#### Short task:
Rewrite each line of the entries below as a row in a Markdown table with the columns "No." and "Text", numbering the rows in order and skipping blank lines. Leave the pictures out of the table.

#### Provided information:
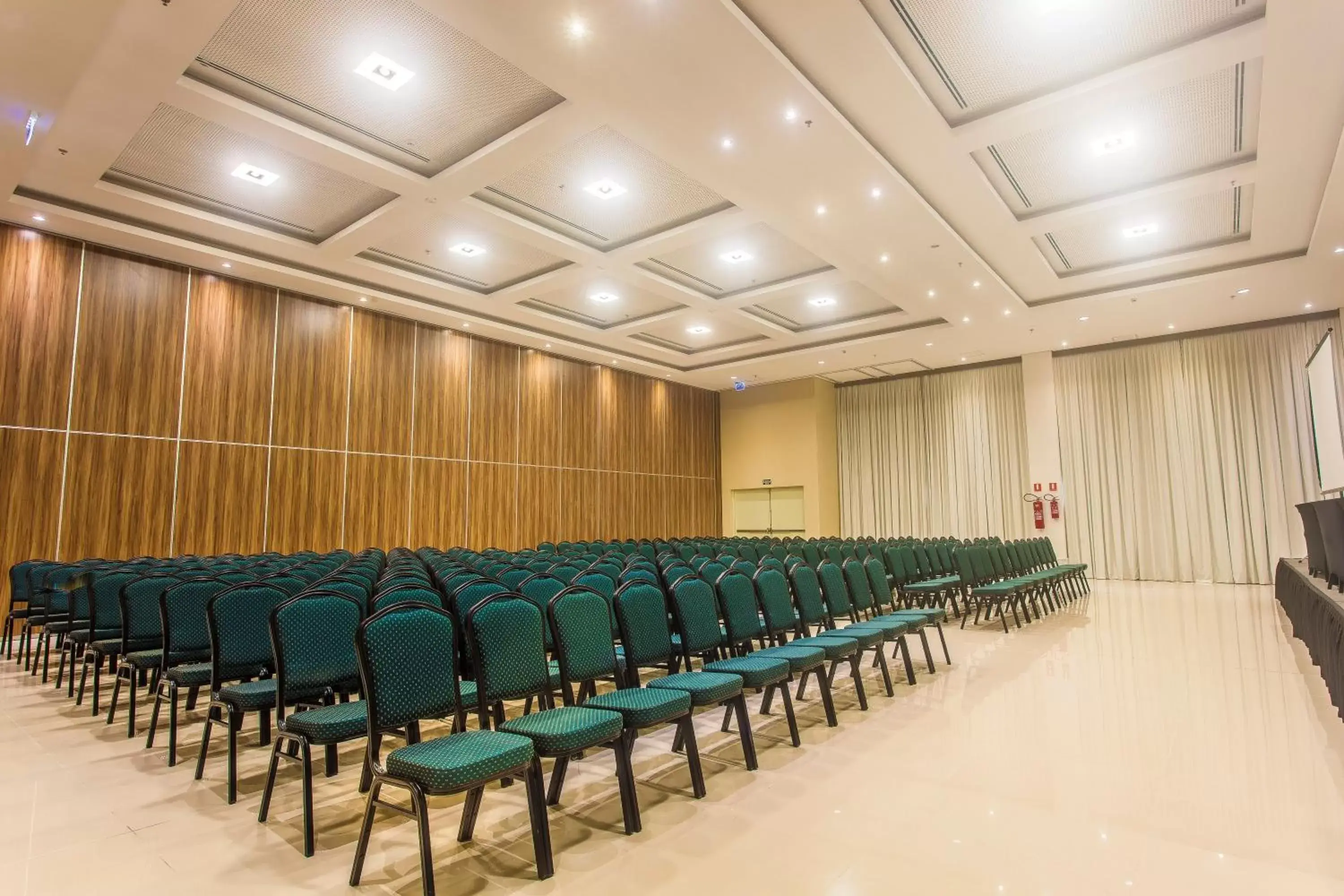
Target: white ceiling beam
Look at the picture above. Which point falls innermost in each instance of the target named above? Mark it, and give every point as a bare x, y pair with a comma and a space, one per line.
1190, 61
1197, 185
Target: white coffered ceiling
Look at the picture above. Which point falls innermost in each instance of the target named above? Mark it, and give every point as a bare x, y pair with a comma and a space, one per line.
707, 189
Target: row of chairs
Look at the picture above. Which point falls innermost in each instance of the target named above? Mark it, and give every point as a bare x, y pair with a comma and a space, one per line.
296, 633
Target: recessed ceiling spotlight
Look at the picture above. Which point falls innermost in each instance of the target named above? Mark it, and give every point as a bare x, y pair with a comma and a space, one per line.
1115, 143
383, 72
605, 189
1139, 230
254, 175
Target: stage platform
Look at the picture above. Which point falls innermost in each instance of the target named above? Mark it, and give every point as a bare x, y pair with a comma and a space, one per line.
1318, 617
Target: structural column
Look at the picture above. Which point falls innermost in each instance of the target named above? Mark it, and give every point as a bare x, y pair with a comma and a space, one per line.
1038, 385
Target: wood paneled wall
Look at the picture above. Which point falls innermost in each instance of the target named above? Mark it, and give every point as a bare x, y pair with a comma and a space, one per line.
147, 409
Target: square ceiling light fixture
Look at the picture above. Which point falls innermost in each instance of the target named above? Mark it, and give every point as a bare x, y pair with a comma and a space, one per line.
1140, 230
605, 189
254, 175
383, 72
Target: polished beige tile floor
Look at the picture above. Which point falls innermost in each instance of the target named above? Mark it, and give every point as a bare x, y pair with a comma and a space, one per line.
1151, 739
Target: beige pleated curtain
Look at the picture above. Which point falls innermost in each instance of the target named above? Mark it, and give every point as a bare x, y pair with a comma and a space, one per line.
1183, 460
936, 454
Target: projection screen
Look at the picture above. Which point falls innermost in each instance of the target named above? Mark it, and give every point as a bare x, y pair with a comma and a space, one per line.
1326, 416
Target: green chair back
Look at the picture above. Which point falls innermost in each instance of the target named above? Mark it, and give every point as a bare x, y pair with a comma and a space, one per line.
508, 649
400, 689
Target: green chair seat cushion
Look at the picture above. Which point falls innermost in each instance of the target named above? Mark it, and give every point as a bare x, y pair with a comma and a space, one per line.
706, 688
836, 645
935, 585
918, 616
886, 625
460, 761
565, 730
144, 659
190, 675
756, 671
644, 707
250, 695
801, 657
331, 724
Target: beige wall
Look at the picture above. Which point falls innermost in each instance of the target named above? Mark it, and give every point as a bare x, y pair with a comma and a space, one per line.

#### Exercise answer:
| No. | Text |
|---|---|
| 1 | Target: white ceiling beam |
| 2 | Look at the picture above. Which point falls innermost in each instance of the target named above? Mark it, and give every point as a bare x, y pair with a comma and a space, one per line. |
| 3 | 1190, 61 |
| 4 | 1197, 185 |
| 5 | Target: white coffered ceiling |
| 6 | Look at the picture above. Which point falls innermost in each instance of the target named above? Mark it, and give every point as a bare x, y pair with a comma and a space, one per line. |
| 7 | 707, 189 |
| 8 | Target: row of chairs |
| 9 | Look at the picture above. Which point falls innermost in each instance of the target named above? Mark it, and give every point as a bare x, y pair with a comma and a space, one per line. |
| 10 | 296, 633 |
| 11 | Target: recessed ceiling spotlight |
| 12 | Look at the picture above. Which point falls innermost in each instance of the target named above? Mark it, and give every point as a bare x, y pair with a comma and a space, one per line. |
| 13 | 1115, 143 |
| 14 | 383, 72 |
| 15 | 605, 189 |
| 16 | 1139, 230 |
| 17 | 254, 175 |
| 18 | Target: stage platform |
| 19 | Look at the picture above. Which point falls innermost in each instance of the target named above? Mark it, and give every point as a bare x, y pair with a comma and a space, one per line. |
| 20 | 1318, 617 |
| 21 | Target: structural column |
| 22 | Look at the picture above. Which point falls innermost in each instance of the target named above? Mark it, and give every point as a bare x, y pair with a comma and a space, one per line. |
| 23 | 1038, 385 |
| 24 | Target: wood paneled wall |
| 25 | Look at the picture above. Which point falls innermost in each instance of the target named above? Mark it, and give every point as a bare x, y pair with a comma and a space, one per line. |
| 26 | 147, 409 |
| 27 | Target: square ceiling light fixture |
| 28 | Look at the picture above. Which point falls innermost in each instance of the target named above? Mark it, and give every point as a bare x, y pair with a comma and a space, one per line. |
| 29 | 1140, 230 |
| 30 | 605, 189 |
| 31 | 254, 175 |
| 32 | 383, 72 |
| 33 | Target: polished beige tile floor |
| 34 | Look at the picture above. Which point falls innermost in each instance of the target named above? Mark it, and give every point as a bare x, y pair with a comma and a space, one per line. |
| 35 | 1151, 739 |
| 36 | Target: beige pleated curtain |
| 37 | Look at the picture above. Which point falls innermost in each instance of the target named above? Mark it, and give every point as a bare x, y pair with a comma and a space, one per line. |
| 38 | 1183, 460 |
| 39 | 936, 454 |
| 40 | Target: projection screen |
| 41 | Look at the picture above. Which point falls innermost in each instance of the target named above? Mark it, and give every point as a bare x, y pair with a comma and a space, one per line. |
| 42 | 1326, 416 |
| 43 | Target: green chair back |
| 44 | Look at the picture above. Which point falls innermost in each instance of the target named above? Mark it, and give every point as a bare x, y pair with a comma and a space, one per line. |
| 45 | 508, 649 |
| 46 | 400, 689 |
| 47 | Target: green chair seat cushion |
| 48 | Look at the picture above. Which point falls innermost in each instance of the target named above? Mark it, and give every point as a bare x, y pair with a comma and a space, one per line. |
| 49 | 706, 688 |
| 50 | 836, 645 |
| 51 | 935, 585 |
| 52 | 918, 616 |
| 53 | 886, 625 |
| 54 | 460, 761 |
| 55 | 565, 730 |
| 56 | 144, 659 |
| 57 | 190, 675 |
| 58 | 756, 671 |
| 59 | 644, 707 |
| 60 | 250, 695 |
| 61 | 801, 657 |
| 62 | 331, 724 |
| 63 | Target: beige wall |
| 64 | Look at the picture above. Which point falls innermost in each instance of the target named above? Mark it, and give every point as a bare x, y pair with a comma and a space, one per line. |